→ Task requirements:
Reproduce the listing below verbatim, leaving out the pictures.

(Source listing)
·····

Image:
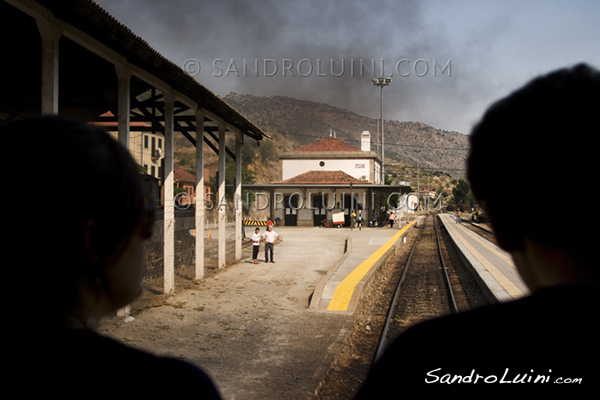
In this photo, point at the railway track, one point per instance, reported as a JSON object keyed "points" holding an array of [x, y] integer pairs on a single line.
{"points": [[427, 287]]}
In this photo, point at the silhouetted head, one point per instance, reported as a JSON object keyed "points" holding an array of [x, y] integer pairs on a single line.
{"points": [[79, 214], [532, 161]]}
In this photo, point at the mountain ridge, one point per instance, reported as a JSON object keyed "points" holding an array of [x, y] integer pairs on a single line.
{"points": [[296, 122]]}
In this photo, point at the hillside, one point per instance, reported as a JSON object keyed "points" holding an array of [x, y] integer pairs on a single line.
{"points": [[439, 154], [304, 122]]}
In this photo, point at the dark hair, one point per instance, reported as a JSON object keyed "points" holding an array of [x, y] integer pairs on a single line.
{"points": [[74, 173], [532, 155]]}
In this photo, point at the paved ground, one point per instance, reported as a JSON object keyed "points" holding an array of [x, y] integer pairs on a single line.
{"points": [[249, 326]]}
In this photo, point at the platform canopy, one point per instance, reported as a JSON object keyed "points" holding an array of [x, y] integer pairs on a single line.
{"points": [[94, 50]]}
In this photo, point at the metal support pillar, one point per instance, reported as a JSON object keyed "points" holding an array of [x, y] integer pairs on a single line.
{"points": [[238, 203], [50, 34], [124, 101], [222, 211], [169, 203], [200, 205]]}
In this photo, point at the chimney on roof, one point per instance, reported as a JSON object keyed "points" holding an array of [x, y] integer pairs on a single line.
{"points": [[365, 141]]}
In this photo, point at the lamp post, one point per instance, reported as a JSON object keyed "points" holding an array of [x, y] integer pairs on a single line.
{"points": [[381, 82]]}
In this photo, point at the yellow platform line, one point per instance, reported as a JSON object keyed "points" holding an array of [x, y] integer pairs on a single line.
{"points": [[345, 289]]}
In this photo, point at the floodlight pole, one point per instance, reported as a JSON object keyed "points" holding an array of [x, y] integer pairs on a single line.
{"points": [[381, 82]]}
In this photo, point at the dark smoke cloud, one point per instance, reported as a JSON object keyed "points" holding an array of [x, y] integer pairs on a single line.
{"points": [[325, 31]]}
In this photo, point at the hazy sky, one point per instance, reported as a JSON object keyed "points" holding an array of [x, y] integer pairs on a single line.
{"points": [[448, 59]]}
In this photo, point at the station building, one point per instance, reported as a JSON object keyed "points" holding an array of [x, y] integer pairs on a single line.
{"points": [[327, 177]]}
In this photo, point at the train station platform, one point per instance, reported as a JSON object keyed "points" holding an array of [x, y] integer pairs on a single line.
{"points": [[366, 249], [492, 266]]}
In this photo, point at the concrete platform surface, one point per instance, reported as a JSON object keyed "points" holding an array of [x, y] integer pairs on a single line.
{"points": [[251, 327]]}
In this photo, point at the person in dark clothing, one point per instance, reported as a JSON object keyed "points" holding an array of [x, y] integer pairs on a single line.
{"points": [[549, 339], [83, 238]]}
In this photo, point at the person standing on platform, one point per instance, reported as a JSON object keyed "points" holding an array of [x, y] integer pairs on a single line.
{"points": [[548, 339], [269, 238], [255, 245]]}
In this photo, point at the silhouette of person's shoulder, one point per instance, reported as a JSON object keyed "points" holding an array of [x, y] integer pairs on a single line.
{"points": [[80, 357]]}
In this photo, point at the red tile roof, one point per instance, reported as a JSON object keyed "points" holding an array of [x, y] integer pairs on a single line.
{"points": [[183, 176], [322, 177], [328, 144]]}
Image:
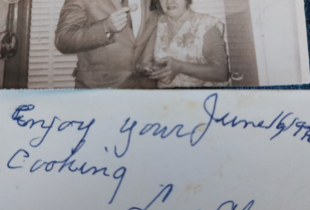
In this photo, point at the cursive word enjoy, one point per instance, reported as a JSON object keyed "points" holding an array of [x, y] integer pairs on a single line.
{"points": [[68, 163]]}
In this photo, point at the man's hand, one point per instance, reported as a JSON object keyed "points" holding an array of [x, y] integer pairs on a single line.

·····

→ Response to this exercise:
Image:
In this photo, point at the railway track, one point per instance, reported as a JSON object keyed "points" holding an array of [x, y] integer pairs on a single line.
{"points": [[427, 287]]}
In this photo, point at the silhouetted head, one point per instance, reported as a JSON object keyed "points" holding an array of [x, y] integer pairs on a single line.
{"points": [[79, 214], [532, 161]]}
In this photo, point at the mountain ridge, one point per instance, reported as a JSON object keyed "points" holding an array of [x, y] integer pairs on a single line.
{"points": [[296, 122]]}
In this photo, point at the hillside, one point per instance, reported as a JSON object keyed "points" holding an array of [x, y] integer pairs on a single line.
{"points": [[439, 154], [304, 122]]}
In this photo, point at the dark hair, one point per instance, reported as a JSON object keyed "points" holding an array of [x, y] integer pairs on a single line.
{"points": [[74, 173], [532, 155]]}
In this photo, point at the paved ground, one point per instance, reported as a JSON object keyed "points" holding an array of [x, y] integer pairs on a single line.
{"points": [[249, 326]]}
In this photo, point at the platform canopy, one point per instance, reported as a JSON object keyed "points" holding an array of [x, y] integer pairs on a single line.
{"points": [[94, 50]]}
In this photo, point at the metal support pillar, one point per instance, reported as a JSON object keyed "points" holding an array of [x, y] integer pairs on a single line.
{"points": [[238, 203], [50, 34], [124, 101], [222, 211], [169, 203], [200, 205]]}
In this photo, point at the chimney on roof, one point per instance, reported as a JSON object keyed "points" holding an array of [x, y] integer pairs on a single line.
{"points": [[365, 141]]}
In this photo, point at the lamp post, one point per instance, reported as a JSON object keyed "points" holding an array of [x, y] integer pairs on a single line.
{"points": [[381, 82]]}
In this photo, point at the yellow platform line, one point per instance, reported as a JSON object keyed "points" holding an array of [x, y] integer pairs on a single line.
{"points": [[345, 289]]}
In this photo, point at the floodlight pole, one point per instance, reported as a JSON object keyed "points" holding an array of [x, y] integer pairs on a single line.
{"points": [[381, 82]]}
In this photo, point at the dark smoke cloud, one point per instance, reported as a JSON object keyed "points" holding an array of [x, y] integer pairs on a single line.
{"points": [[325, 31]]}
In this photo, point at the hazy sky, one point per instance, reported as a JSON object keyed "points" holding an array of [x, y] integer pairs on a single line.
{"points": [[448, 59]]}
In this photo, point at the station building, one point per instance, reported as a JSON object keyed "points" holding an array of [x, y] integer pairs on a single line.
{"points": [[327, 177]]}
In this photo, point at the train station platform, one point per instance, reported as a JSON object keyed "points" holding an array of [x, y] integer pairs on a single line.
{"points": [[366, 249], [492, 266]]}
In this photo, point at the concrete platform surface, one point per instance, reported as a JSON object keyed "points" holding an array of [x, y] integer pairs on a single line.
{"points": [[251, 327]]}
In this photo, point at the person in dark clothing, one point per instance, reported as a JSON object keyed "points" holding an array of [x, y] integer pairs on a single line.
{"points": [[549, 339], [83, 238]]}
In this photo, point at the person standing on platform, one point per instance, reported as a JSON object keyed "points" holding an array of [x, y] integer pairs on a single line.
{"points": [[548, 339], [269, 238], [255, 245]]}
In this photo, point at the silhouette of person's shoulder, one point per instance, reported as a JSON object keyed "points" holding an array of [x, y] integer pairs on a single line.
{"points": [[80, 357]]}
In this photo, point at the red tile roof, one point per instance, reported as a JSON object keyed "points" holding an array of [x, y] integer pairs on a single line.
{"points": [[183, 176], [322, 177], [328, 144]]}
Image:
In this photo, point at the cursive word enjoy, one point per instance, reported as a JSON object keyed "points" holding an array of [x, y] integer pairs on a single line.
{"points": [[68, 163]]}
In this photo, point at the man's hand, one point per instance, reported as a JSON object keyed "points" holding an array of [x, y] integer pairs on a single line.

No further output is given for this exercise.